(Location labeling records)
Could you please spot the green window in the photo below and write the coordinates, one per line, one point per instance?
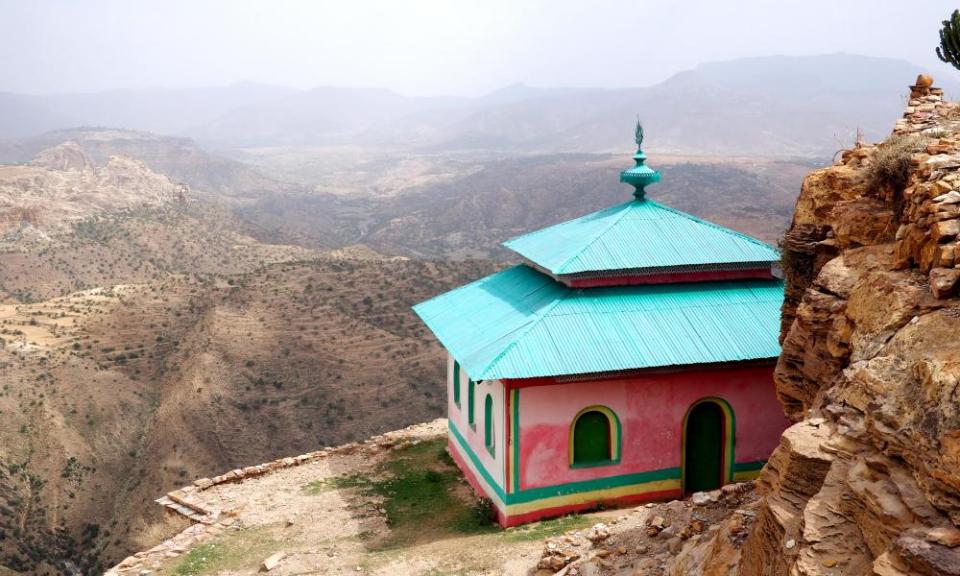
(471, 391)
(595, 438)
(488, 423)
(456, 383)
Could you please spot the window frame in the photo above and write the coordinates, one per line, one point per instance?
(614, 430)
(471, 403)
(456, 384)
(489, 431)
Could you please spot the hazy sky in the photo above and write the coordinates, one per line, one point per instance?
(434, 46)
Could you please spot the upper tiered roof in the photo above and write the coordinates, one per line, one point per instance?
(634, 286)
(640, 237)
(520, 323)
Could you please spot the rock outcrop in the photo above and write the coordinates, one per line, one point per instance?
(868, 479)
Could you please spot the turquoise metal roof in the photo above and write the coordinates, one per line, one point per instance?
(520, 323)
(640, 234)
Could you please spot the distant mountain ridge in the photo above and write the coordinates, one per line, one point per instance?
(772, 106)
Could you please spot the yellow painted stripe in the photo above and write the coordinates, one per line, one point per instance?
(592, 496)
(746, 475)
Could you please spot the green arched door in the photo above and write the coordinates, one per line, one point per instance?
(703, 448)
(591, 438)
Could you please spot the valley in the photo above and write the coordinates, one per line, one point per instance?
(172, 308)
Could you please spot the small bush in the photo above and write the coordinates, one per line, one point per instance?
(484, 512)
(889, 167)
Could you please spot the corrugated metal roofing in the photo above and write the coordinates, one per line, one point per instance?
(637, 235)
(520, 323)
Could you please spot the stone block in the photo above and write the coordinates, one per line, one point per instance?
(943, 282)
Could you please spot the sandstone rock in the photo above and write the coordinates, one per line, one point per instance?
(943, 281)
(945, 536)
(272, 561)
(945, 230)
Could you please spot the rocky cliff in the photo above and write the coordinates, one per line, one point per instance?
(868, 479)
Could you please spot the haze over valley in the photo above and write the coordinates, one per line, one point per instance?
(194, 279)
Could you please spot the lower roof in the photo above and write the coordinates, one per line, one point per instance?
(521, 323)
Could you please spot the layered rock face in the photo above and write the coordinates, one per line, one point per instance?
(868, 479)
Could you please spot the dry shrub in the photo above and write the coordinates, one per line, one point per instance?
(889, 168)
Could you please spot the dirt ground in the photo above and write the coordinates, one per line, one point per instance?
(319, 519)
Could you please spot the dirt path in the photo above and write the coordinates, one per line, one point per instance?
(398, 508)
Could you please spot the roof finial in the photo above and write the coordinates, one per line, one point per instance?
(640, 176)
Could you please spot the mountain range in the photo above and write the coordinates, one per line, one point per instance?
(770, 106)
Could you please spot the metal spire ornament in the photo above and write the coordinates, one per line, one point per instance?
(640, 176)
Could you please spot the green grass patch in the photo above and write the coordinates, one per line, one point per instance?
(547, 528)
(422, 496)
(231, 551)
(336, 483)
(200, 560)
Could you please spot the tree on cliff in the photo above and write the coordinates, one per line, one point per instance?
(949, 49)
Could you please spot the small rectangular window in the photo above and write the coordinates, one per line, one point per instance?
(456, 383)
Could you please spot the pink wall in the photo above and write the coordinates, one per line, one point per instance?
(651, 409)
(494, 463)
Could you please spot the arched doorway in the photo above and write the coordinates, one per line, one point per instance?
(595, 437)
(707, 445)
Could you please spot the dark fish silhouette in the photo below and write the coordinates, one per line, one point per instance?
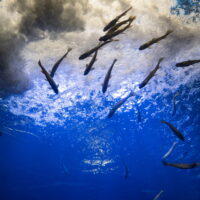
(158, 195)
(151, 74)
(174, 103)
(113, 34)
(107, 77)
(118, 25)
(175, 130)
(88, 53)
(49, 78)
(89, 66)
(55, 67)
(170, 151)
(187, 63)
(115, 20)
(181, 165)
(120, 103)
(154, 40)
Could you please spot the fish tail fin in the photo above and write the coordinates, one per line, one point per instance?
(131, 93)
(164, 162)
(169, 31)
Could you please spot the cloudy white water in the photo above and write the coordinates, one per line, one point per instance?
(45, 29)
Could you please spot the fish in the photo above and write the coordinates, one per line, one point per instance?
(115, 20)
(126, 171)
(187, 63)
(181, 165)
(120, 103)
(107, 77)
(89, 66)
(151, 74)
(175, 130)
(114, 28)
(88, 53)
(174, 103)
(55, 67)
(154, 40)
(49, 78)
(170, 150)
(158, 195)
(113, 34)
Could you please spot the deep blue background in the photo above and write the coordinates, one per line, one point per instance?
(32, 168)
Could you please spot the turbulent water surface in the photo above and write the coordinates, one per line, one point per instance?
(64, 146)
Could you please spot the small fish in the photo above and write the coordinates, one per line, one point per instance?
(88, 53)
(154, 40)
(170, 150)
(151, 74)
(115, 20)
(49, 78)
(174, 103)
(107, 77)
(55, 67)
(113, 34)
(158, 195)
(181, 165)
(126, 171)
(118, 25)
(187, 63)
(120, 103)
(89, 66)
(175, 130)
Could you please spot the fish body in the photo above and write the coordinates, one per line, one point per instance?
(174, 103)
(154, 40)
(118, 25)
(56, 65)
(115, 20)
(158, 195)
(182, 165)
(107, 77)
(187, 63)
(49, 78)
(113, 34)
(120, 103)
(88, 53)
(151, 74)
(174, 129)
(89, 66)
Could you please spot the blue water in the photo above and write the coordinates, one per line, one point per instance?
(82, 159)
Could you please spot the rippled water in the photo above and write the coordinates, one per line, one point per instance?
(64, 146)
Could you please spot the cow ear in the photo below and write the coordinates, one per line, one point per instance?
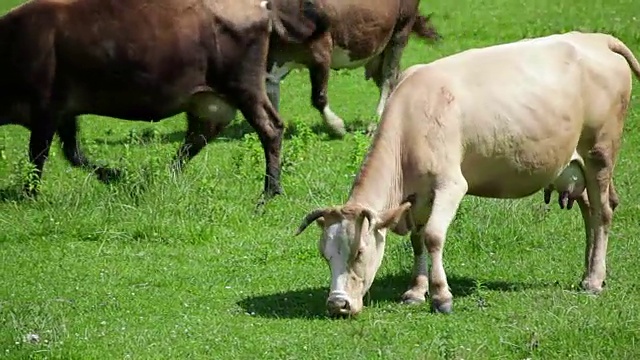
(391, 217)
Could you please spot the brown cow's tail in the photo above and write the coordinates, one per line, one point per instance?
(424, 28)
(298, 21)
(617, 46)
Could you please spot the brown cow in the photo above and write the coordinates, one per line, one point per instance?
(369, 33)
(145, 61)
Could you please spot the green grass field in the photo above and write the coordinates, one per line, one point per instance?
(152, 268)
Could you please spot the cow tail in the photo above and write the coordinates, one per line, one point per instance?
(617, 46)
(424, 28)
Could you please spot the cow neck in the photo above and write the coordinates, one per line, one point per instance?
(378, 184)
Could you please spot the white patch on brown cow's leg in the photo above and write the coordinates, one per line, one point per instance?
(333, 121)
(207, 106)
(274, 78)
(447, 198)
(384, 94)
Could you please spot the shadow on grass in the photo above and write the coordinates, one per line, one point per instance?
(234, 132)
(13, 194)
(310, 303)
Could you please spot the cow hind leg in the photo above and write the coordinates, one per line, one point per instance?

» **Problem to work on**: Go through the listing above and write it out again exactly, dropping the pictures.

» **Solution for this exercise**:
Could you please spot the green window in the photo below and write the coordinates, one per line, one point per instance?
(471, 391)
(595, 438)
(488, 423)
(456, 383)
Could you please spot the window frame in the photo above and write the coordinates, one per line, one point per instance?
(614, 430)
(471, 403)
(456, 384)
(489, 431)
Could you please spot the hazy sky in the photo above and write the coordinates, one per line, one point per instance?
(434, 46)
Could you please spot the upper tiered roof in the photo above and write the coordinates, one per line, one point per instance?
(634, 286)
(640, 237)
(520, 323)
Could you please spot the rock outcrop in the photo above and write the coordinates, one per line, one point per instance?
(868, 479)
Could you please spot the turquoise metal roof in the photo above and write the coordinates, one per line, one point per instance?
(520, 323)
(640, 234)
Could you please spot the distant mountain ridge in the photo above and write the coordinates, one per line, one point per instance?
(772, 106)
Could you please spot the yellow painted stripe in the photo above and write the coordinates, one per line, one point per instance?
(592, 496)
(746, 475)
Could you please spot the green arched door in the photo above and write the coordinates, one per line, one point per instance?
(703, 448)
(591, 438)
Could you please spot the valley in the photo above and write the coordinates, one per line, one point per instance?
(172, 308)
Could you please spot the small bush in the photo above and write the coordinates, one per line, one point per instance?
(484, 512)
(889, 167)
Could you please spot the corrugated metal roofing in the photo above and write the coordinates, one per line, one point per instance?
(637, 235)
(520, 323)
Could you please spot the stone block in the photo above and write the coordinates, one per line, one point per instance?
(943, 282)
Could you please spot the sandstone rock in the photo above and write the coordinates, one per line, one point per instance?
(943, 281)
(945, 536)
(272, 561)
(945, 230)
Could you please spot the rocky cliff in the photo above and write the coordinates, one per line, one point per instance?
(868, 479)
Could you please spot the haze over valley in the photo above and write the coordinates, one per line, one point per instance?
(194, 279)
Could you please spot the lower roof in the photo above and write the coordinates, one per line, one point per instance?
(521, 323)
Could you please spot the layered rock face in the photo above and write the coordinates, one per line, one point per instance?
(868, 479)
Could you please spot the dry shrub in the photo above and write the coordinates, one per line, one point per instance?
(889, 168)
Could you please spot the dirt ground in the photo above and write the coordinates, one per line, one point per instance?
(319, 519)
Could you please spot the dirt path in the photo above and write the coordinates, one per line, one point per instance?
(398, 508)
Could you please spot the roof finial in the photo above and write the coordinates, one per line, one point per instance?
(640, 176)
Could you please spot the mountain range in the photo above and write the coordinates, one per line, one point per instance?
(770, 106)
Could you please spot the metal spire ornament in the photo above and write the coordinates, one per line, one point per instance?
(640, 176)
Could you please spot the green grass patch in the photo above and write the coordinates, one per line, one point per instance?
(547, 528)
(422, 496)
(231, 551)
(336, 483)
(200, 560)
Could you please spot the tree on cliff in the photo above and write the coordinates, one per line, one point per instance?
(949, 49)
Could you please spot the small rectangular window in the photo above and write the coordinates, one per line, one point per instance?
(456, 383)
Could you please spot the pink wall in the photo above and write the coordinates, one per line, one point per instance?
(651, 409)
(494, 463)
Could you please spot the arched doorway in the photo above and write the coordinates, one per line, one point per instance?
(595, 437)
(707, 445)
Could you please spot the dark fish silhouette in the photo below and write the coordinates, one per line, one point per instance?
(158, 195)
(151, 74)
(174, 103)
(113, 34)
(107, 77)
(118, 25)
(175, 130)
(88, 53)
(49, 78)
(89, 66)
(55, 67)
(170, 151)
(187, 63)
(115, 20)
(181, 165)
(120, 103)
(154, 40)
Could you please spot the fish tail fin in the photo above and write the coordinates, one per line, one point per instance?
(131, 93)
(164, 162)
(169, 31)
Could you please spot the cloudy white water in the photo above and write the coordinates, one per line, one point per instance?
(45, 29)
Could you please spot the fish in the photo above and write the coordinates, one per line, one point per instance?
(115, 20)
(126, 171)
(187, 63)
(181, 165)
(120, 103)
(107, 77)
(89, 66)
(151, 74)
(175, 130)
(114, 28)
(88, 53)
(174, 103)
(55, 67)
(154, 40)
(49, 78)
(170, 150)
(158, 195)
(113, 34)
Could you please spot the deep blue background in the photo above and write the coordinates, one per line, one point per instance?
(32, 168)
Could you please spot the turbulent water surface in the photo above and write the coordinates, one per line, one point per instance?
(64, 146)
Could you please spot the small fish in the photo above and write the coordinates, one per line, one point per instance?
(88, 53)
(154, 40)
(170, 150)
(151, 74)
(115, 20)
(49, 78)
(174, 103)
(107, 77)
(55, 67)
(113, 34)
(158, 195)
(181, 165)
(126, 171)
(118, 25)
(187, 63)
(120, 103)
(89, 66)
(175, 130)
Could you please spot the fish body in the photo above and write the coordinates, one per line, one point per instance?
(174, 103)
(154, 40)
(118, 25)
(56, 65)
(115, 20)
(158, 195)
(182, 165)
(107, 77)
(187, 63)
(49, 78)
(113, 34)
(120, 103)
(88, 53)
(151, 74)
(174, 129)
(89, 66)
Could you please spot the blue water in the photo above and write the coordinates, one per line, one point per instance?
(82, 159)
Could you please spot the rippled water in the photo above and write the coordinates, one per line, one point per instance?
(64, 146)
Could you please spot the cow ear in the photo below and write the coordinates, one per line, one point per instance?
(391, 217)
Could you please spot the brown cow's tail in the photo above and write the coordinates, one per line, one point per instance?
(424, 28)
(298, 21)
(617, 46)
Could you please spot the brown cow in the photo above and write the coordinates, one per line, one point per instance?
(369, 33)
(145, 61)
Could you please spot the green grass field in the photo above and write the coordinates, one per line, one point per instance?
(152, 268)
Could you please spot the cow tail in the photo above and write the coordinates, one per line, one point per instance?
(617, 46)
(424, 28)
Could you please spot the cow neck in the photo above and write the coordinates, one per line, one point per instance?
(378, 184)
Could you please spot the white patch on brown cow's leg in the photo above and write the coordinates, one per line, one point per instance?
(333, 121)
(207, 106)
(274, 78)
(447, 198)
(384, 94)
Could you please spot the shadow on grass in the photo above and write the coordinates, one per line, one point per instance?
(234, 132)
(13, 194)
(310, 303)
Could you please spot the cow hind leg in the photo above and write the coordinates, one per line, one point per instance?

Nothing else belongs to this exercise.